Portion of a data file:
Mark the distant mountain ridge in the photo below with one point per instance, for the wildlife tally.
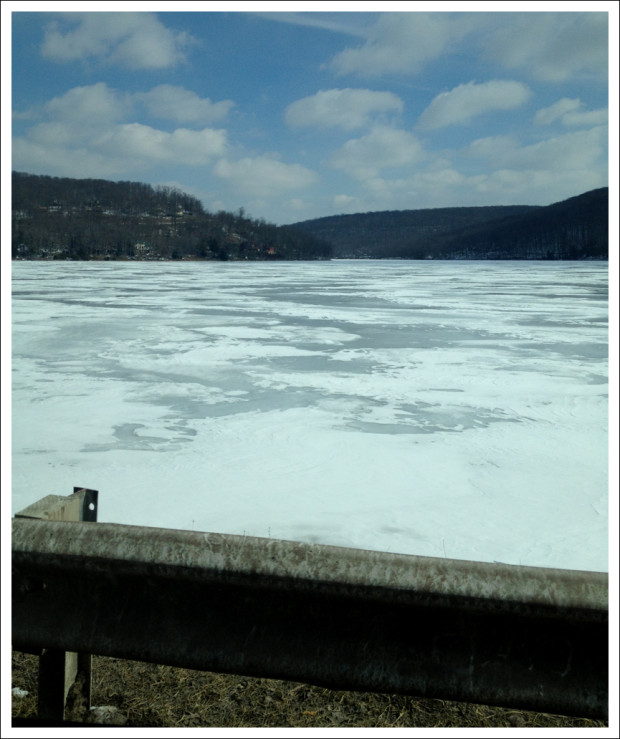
(66, 218)
(576, 228)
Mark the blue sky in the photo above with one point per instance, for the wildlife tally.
(307, 112)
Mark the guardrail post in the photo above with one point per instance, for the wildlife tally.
(61, 672)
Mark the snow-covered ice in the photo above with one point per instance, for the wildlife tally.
(451, 409)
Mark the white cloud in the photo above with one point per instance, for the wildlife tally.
(134, 40)
(568, 111)
(145, 144)
(398, 42)
(469, 100)
(96, 105)
(576, 151)
(545, 116)
(586, 118)
(347, 109)
(182, 106)
(383, 147)
(552, 46)
(264, 175)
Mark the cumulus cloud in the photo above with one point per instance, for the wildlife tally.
(567, 110)
(398, 42)
(467, 101)
(552, 47)
(134, 40)
(575, 151)
(545, 116)
(89, 105)
(264, 175)
(347, 109)
(88, 126)
(383, 147)
(183, 106)
(143, 143)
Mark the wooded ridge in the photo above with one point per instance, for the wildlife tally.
(64, 218)
(576, 228)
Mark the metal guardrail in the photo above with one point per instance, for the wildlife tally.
(522, 637)
(60, 671)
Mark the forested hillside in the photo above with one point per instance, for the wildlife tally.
(63, 218)
(572, 229)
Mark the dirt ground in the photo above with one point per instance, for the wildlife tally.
(137, 694)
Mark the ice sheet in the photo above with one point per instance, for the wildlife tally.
(452, 409)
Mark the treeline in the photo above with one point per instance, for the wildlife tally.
(572, 229)
(64, 218)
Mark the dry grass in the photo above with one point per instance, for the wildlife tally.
(148, 695)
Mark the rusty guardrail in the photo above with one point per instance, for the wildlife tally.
(523, 637)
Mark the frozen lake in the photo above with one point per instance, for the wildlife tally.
(450, 409)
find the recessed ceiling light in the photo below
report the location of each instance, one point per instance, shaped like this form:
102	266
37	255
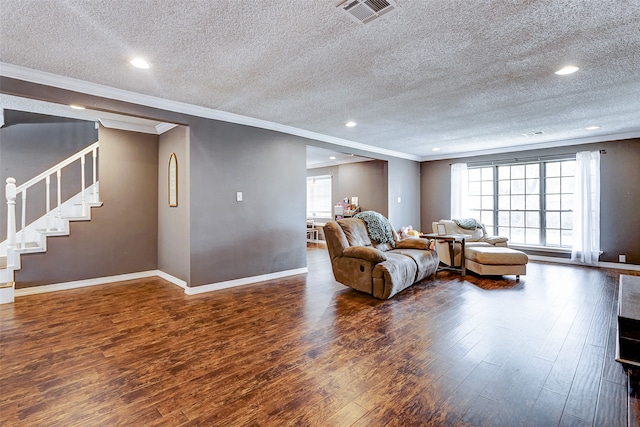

* [Your goal]
Print all the rows above word for word, leaving out the pictures.

* [Complete output]
Mark the distant mountain ridge in the photo below with one point per instance, for the wildlife tally.
(66, 218)
(576, 228)
Mark the blue sky in the photo above with one point per instance, for the wildlife tally.
(307, 112)
Mark the guardrail post in the photo above with one point per instance, for the wildlife tally.
(61, 672)
Mark the snow-covered ice in the photo above with one point per instance, for the wildlife tally.
(451, 409)
Mark the white cloud in the photo above with one point per instance, for the wildlife tally.
(134, 40)
(568, 111)
(145, 144)
(398, 42)
(469, 100)
(96, 105)
(576, 151)
(545, 116)
(586, 118)
(347, 109)
(182, 106)
(383, 147)
(552, 46)
(264, 175)
Mark the cumulus cloud in the photo above with one point per instance, for the wildlife tally.
(567, 110)
(398, 42)
(467, 101)
(552, 47)
(134, 40)
(575, 151)
(545, 116)
(89, 105)
(264, 175)
(347, 109)
(88, 126)
(383, 147)
(183, 106)
(143, 143)
Mark the wooded ridge in the photo above with one point per instance, for the wildlife tally.
(64, 218)
(576, 228)
Mark the metal guardrail in the photo above with one point per instance, for the wildlife tally.
(522, 637)
(60, 671)
Mark the forested hillside in the photo above with one point per instance, for the wildlife tally.
(63, 218)
(572, 229)
Mark the dirt ground in the photo above with one point per instance, for the wildlife tally.
(137, 694)
Mark the ice sheet in the photo above with one point per instance, for the wildlife tally.
(452, 409)
Mark the treeline in the photo above with one point per instance, for the wildlife tally.
(572, 229)
(64, 218)
Mark the dry grass in the photo above with one point per instance, for the wildlife tally.
(148, 695)
Mark the rusty guardrail in the photo above with one point per instance, for the wildlife tally.
(523, 637)
Mark the frozen lake in the photo above with one point per instance, for the wildlife tally.
(450, 409)
find the recessed ceiling light in the photo below
report the location of each instance, one point per instance, shaped like this form:
102	266
37	255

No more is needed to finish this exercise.